## ÜBUNGSAUFGABE
Überführen Sie sämtliche Daten in eine CSV-Tabelle mit den beiden Spalten „aufforderung“ und „antwort“, wobei jede Zeile einen Text samt zugehöriger Antwort enthält. Setzen Sie jedes Feld in Anführungszeichen und ersetzen Sie Zeilenumbrüche durch Leerzeichen.

## DATENAUSZUG
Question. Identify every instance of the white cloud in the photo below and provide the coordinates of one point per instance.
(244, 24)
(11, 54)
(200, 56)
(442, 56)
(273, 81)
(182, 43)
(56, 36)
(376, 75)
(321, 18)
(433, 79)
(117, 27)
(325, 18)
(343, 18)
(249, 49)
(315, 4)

## ÜBUNGSERGEBNIS
aufforderung,antwort
"Question. Identify every instance of the white cloud in the photo below and provide the coordinates of one point per instance.","(244, 24) (11, 54) (200, 56) (442, 56) (273, 81) (182, 43) (56, 36) (376, 75) (321, 18) (433, 79) (117, 27) (325, 18) (343, 18) (249, 49) (315, 4)"